Emit only the lines from the line containing "The client would like the black t-shirt" through the last line of the entries, unchanged.

**DATA RECORDS:**

######

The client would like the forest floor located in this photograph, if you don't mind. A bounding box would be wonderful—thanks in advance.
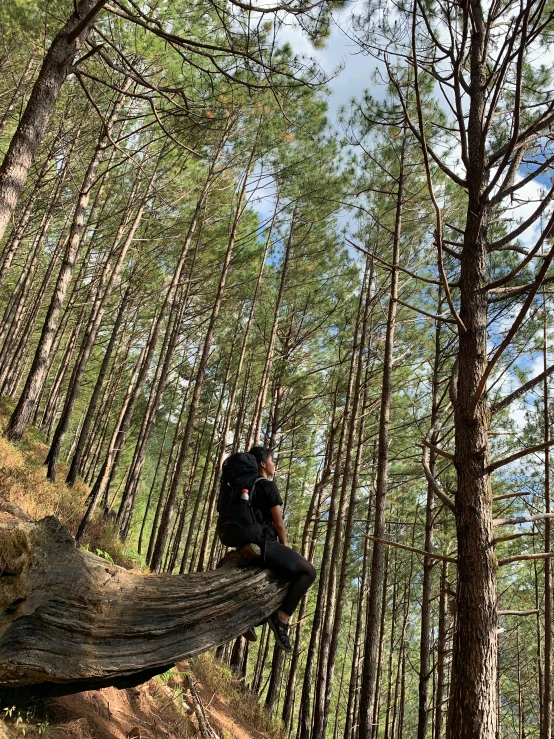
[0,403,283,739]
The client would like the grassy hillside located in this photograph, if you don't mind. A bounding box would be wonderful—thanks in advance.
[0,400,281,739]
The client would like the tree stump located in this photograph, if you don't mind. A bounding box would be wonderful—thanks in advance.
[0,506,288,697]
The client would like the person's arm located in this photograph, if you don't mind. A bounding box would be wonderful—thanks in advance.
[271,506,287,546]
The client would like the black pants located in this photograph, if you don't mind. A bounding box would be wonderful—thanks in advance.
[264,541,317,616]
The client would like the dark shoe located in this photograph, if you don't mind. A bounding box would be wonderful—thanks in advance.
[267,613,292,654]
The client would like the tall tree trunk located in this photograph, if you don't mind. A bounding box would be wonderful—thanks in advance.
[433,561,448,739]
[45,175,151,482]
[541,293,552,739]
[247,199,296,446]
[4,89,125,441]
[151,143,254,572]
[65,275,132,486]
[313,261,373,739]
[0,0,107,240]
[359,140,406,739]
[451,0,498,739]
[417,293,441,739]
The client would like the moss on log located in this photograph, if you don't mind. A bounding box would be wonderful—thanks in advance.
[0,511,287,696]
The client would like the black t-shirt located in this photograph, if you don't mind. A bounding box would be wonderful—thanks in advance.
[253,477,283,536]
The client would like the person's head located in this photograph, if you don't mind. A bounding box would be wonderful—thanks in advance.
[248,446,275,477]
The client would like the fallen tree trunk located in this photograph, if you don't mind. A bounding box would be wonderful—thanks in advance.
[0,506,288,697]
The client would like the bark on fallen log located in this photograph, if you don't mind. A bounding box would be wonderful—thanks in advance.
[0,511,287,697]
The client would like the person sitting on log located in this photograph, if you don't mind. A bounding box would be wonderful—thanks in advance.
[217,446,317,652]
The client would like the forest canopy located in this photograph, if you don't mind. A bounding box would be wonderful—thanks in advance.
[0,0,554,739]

######

**CORRECT ANSWER:**
The client would like the black t-shirt located in this photograph, if you don't mind. A bounding box would be wonderful—thanks in advance.
[253,477,283,536]
The client would like the person's head located in this photograph, if you don't mind. A bounding box would be wonderful—thanks in advance.
[248,446,275,477]
The client would like the fallen tree trunk located in this photograph, if you don't mind. A bounding box would be wonderful—thanks in advance.
[0,506,288,697]
The client would like the bark on fallen log located in this photograph, if you don't mind. A bounding box would be wonderful—thanks in advance.
[0,511,287,697]
The client would like the person sitting on log located in this photograph, if you don't mind. A bounding box would be wonderful—thanks in advance.
[217,446,317,652]
The client would like the forest canopy located in this photograph, if you don't mind. A bounding box would be wonderful—thanks in advance.
[0,0,554,739]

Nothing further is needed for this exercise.